• **Source data**
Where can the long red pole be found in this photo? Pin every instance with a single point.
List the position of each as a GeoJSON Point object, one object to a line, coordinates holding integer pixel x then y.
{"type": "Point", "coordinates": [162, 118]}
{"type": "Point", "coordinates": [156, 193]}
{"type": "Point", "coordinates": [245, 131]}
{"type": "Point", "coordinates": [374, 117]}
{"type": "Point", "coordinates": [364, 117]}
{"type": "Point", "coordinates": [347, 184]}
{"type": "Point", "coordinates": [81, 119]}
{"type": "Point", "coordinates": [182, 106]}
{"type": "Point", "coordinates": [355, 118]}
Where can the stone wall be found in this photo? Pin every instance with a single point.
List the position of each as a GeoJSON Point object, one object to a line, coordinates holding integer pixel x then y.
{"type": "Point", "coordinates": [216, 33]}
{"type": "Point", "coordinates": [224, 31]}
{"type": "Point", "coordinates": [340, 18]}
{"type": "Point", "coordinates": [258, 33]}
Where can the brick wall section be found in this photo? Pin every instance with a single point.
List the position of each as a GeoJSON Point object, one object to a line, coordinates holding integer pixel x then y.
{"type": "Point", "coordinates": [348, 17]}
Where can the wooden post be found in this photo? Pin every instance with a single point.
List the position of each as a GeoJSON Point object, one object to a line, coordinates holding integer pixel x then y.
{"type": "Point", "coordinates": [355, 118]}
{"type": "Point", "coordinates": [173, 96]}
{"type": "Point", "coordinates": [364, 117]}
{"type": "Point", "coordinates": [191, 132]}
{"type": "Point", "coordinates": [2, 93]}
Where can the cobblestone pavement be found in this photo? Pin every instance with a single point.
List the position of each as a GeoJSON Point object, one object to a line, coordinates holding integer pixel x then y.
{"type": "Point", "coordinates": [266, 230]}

--

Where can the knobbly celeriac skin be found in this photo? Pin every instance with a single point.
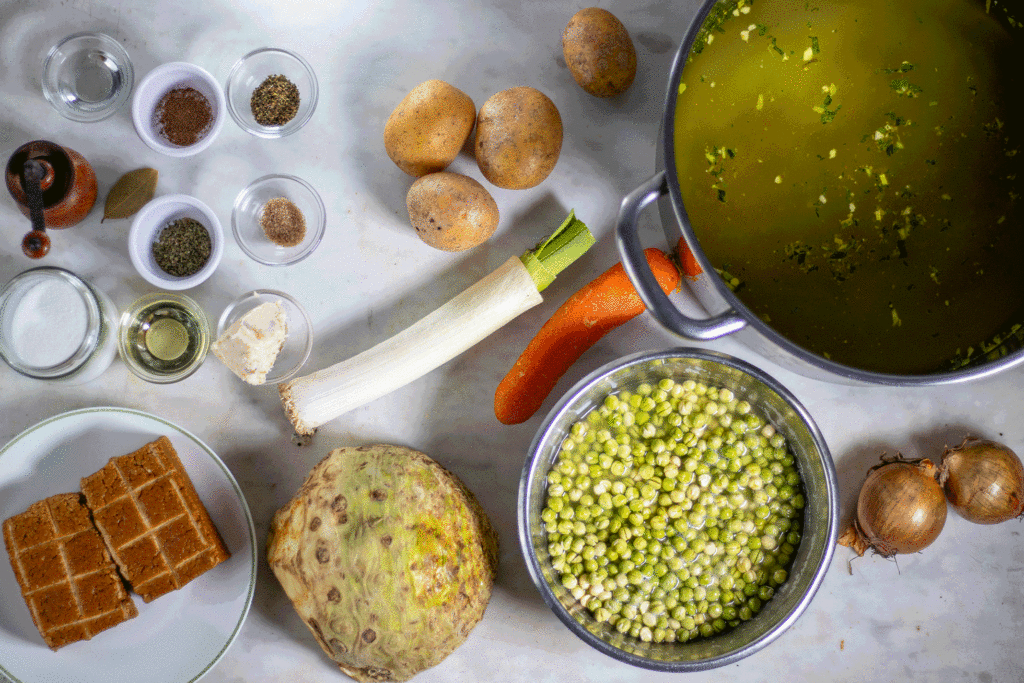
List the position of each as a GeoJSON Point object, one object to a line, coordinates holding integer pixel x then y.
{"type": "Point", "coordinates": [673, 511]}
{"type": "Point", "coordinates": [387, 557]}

• **Description of the task**
Extract and copy in full every row above that contains the string "instance". Case counts.

• **Result of this task**
Where can the long red pole be found in this photo? Pin every instance with a single point.
Where can the stone wall be found in this photo? Pin every instance with a single point.
Where can the brick wall section be found in this photo? Pin every instance with a single point.
Where can the wooden post be found in this photo? Pin every instance with a single point.
Where can the cobblestone pavement be found in this photo? Pin every instance with a single point.
Where can the knobbly celeriac skin be found in this photo? Pin every instance with a single point.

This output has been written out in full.